■ **What is asked**
Extract every line of the records that contains the string "ground". Case matters when matching.

::: Given records

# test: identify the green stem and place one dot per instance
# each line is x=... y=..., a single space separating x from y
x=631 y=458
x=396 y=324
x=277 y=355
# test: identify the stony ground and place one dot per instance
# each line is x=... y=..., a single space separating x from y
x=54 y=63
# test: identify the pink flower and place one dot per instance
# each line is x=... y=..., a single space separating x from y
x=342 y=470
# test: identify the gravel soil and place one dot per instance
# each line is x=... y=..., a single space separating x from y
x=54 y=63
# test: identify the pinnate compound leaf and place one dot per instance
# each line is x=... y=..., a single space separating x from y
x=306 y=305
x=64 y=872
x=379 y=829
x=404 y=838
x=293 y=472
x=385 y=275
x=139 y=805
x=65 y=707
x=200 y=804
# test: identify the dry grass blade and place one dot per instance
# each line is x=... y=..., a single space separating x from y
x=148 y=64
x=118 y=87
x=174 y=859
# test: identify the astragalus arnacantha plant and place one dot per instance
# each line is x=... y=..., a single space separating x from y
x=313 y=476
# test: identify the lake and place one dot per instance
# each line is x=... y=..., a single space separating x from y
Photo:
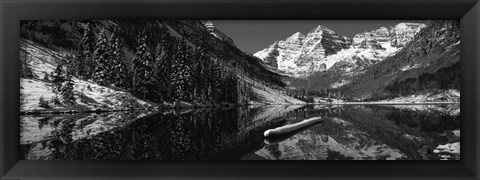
x=347 y=132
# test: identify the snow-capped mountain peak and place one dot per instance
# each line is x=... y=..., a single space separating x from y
x=321 y=48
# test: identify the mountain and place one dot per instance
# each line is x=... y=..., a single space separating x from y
x=322 y=48
x=155 y=63
x=430 y=63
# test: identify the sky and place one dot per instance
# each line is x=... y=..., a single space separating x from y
x=255 y=35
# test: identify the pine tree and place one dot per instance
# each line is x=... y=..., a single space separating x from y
x=57 y=78
x=101 y=56
x=84 y=56
x=142 y=78
x=119 y=70
x=181 y=72
x=162 y=69
x=25 y=70
x=67 y=89
x=215 y=80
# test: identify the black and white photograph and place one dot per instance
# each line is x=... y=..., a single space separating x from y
x=151 y=89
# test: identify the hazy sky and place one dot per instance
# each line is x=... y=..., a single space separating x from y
x=255 y=35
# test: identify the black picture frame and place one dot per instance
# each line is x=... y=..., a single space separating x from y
x=12 y=11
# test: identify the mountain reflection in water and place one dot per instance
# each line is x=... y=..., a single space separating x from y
x=348 y=132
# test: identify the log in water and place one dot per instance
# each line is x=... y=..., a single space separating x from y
x=291 y=127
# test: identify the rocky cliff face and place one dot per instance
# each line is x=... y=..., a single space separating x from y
x=215 y=32
x=322 y=48
x=299 y=54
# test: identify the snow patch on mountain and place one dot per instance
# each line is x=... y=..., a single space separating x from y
x=300 y=55
x=89 y=96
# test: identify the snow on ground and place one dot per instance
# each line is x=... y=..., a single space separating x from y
x=339 y=84
x=308 y=145
x=450 y=109
x=272 y=96
x=453 y=148
x=41 y=59
x=95 y=97
x=452 y=95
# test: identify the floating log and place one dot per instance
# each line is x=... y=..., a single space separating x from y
x=291 y=127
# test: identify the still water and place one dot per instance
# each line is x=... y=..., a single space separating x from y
x=347 y=132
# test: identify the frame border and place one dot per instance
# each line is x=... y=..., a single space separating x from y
x=468 y=11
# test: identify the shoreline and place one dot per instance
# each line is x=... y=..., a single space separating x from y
x=42 y=112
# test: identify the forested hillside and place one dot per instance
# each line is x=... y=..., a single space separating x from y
x=163 y=62
x=429 y=63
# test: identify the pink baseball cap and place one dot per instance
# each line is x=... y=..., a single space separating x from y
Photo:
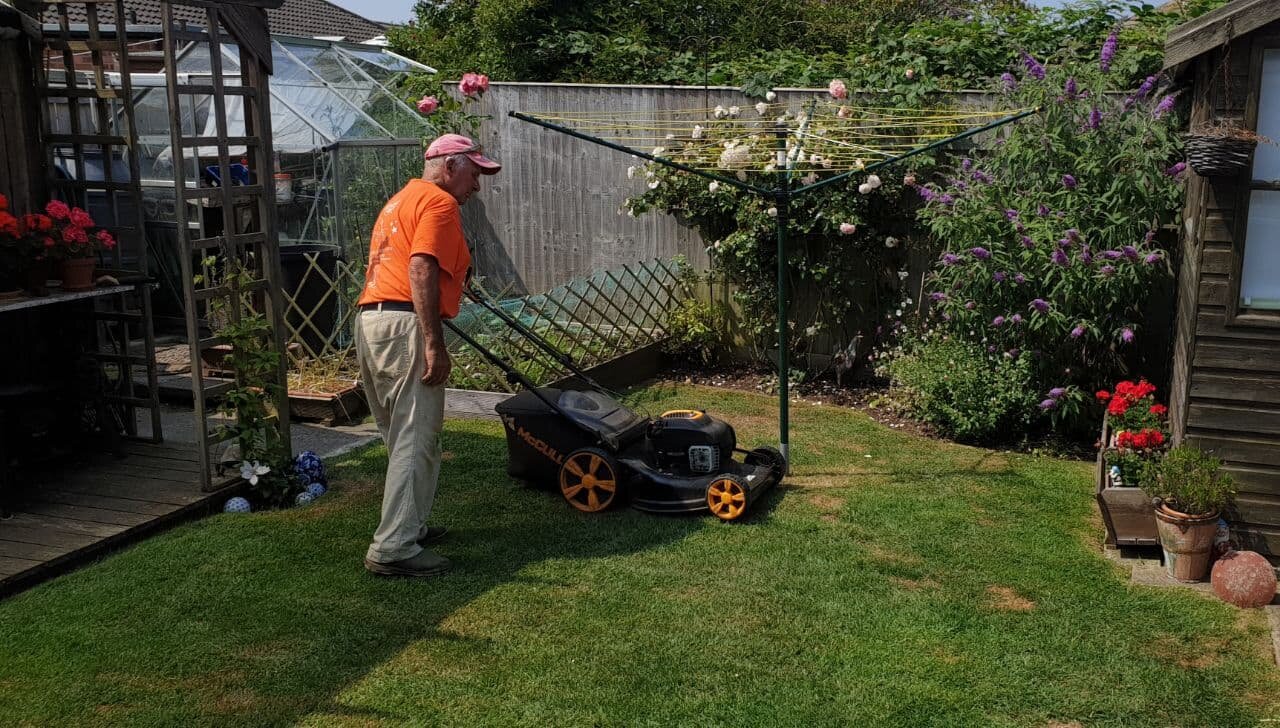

::::::

■ **Answer to this problem**
# test: identify the stony ground and place one dot per instance
# test: identify the snow on ground and place one dot per instance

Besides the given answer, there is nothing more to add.